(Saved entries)
• • • • •

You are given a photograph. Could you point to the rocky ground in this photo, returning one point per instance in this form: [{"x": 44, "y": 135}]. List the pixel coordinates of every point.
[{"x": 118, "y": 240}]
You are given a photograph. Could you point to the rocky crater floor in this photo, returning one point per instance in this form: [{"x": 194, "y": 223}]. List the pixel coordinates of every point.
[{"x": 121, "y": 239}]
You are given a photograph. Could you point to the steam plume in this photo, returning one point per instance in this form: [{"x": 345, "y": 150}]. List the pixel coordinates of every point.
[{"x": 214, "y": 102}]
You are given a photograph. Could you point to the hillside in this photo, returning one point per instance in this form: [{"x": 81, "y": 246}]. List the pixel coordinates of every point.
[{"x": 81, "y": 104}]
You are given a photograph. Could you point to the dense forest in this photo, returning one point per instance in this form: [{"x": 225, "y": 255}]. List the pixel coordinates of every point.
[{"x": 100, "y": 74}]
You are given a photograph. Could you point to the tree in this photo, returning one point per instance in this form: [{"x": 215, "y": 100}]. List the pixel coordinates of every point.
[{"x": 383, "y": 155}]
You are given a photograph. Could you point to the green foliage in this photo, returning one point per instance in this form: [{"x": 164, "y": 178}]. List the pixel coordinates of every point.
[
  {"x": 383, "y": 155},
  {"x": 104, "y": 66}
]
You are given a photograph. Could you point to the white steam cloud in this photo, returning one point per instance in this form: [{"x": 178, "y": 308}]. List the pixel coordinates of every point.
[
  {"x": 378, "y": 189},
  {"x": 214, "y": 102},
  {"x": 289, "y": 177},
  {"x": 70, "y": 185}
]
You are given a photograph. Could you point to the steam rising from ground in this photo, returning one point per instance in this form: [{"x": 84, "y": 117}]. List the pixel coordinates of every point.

• • • • •

• DESCRIPTION OF THE TASK: Repeat all of the records above exactly as they appear.

• SOLUTION FOR THIS EXERCISE:
You are given a photograph. Could you point to the rocky ground in this photo, returning one point per instance in this form: [{"x": 44, "y": 135}]. List the pixel coordinates of every point.
[{"x": 118, "y": 240}]
You are given a photograph. Could you point to the rocky crater floor in this photo, returning one point per instance in this form: [{"x": 194, "y": 223}]. List the pixel coordinates of every point.
[{"x": 121, "y": 239}]
You are given a photograph. Could you point to the steam plume in this photo, returning one point per instance in this form: [{"x": 345, "y": 150}]. List the pixel coordinates of every point.
[{"x": 214, "y": 102}]
You are given a photograph. Could you point to the hillside in this photo, returning one point per instance in this form: [{"x": 81, "y": 246}]. List the pixel coordinates of every point.
[{"x": 81, "y": 104}]
You are given a photograph. Could you point to the dense forest in this photo, returning one point per instance in this form: [{"x": 225, "y": 255}]. List the pixel coordinates of every point.
[{"x": 100, "y": 74}]
You are given a photograph. Could you point to the tree in this photo, returning one point per instance in this form: [{"x": 215, "y": 100}]. List the pixel coordinates of every point.
[{"x": 383, "y": 155}]
You are given a photograph. Could you point to the green foliage in this photo, returning one point per instance in this form: [{"x": 164, "y": 178}]. List the pixel coordinates of every point.
[
  {"x": 383, "y": 155},
  {"x": 104, "y": 66}
]
You are given a photograph. Could you point to the white steam cloud in this photo, returning one point per instance in this form: [{"x": 178, "y": 308}]. List the pixel coordinates of every point.
[
  {"x": 378, "y": 189},
  {"x": 214, "y": 102},
  {"x": 289, "y": 177},
  {"x": 70, "y": 185}
]
You are given a photograph. Could you point to the steam rising from ground in this photo, returning one point per instance in this form: [{"x": 84, "y": 117}]. List the pixel coordinates of every point.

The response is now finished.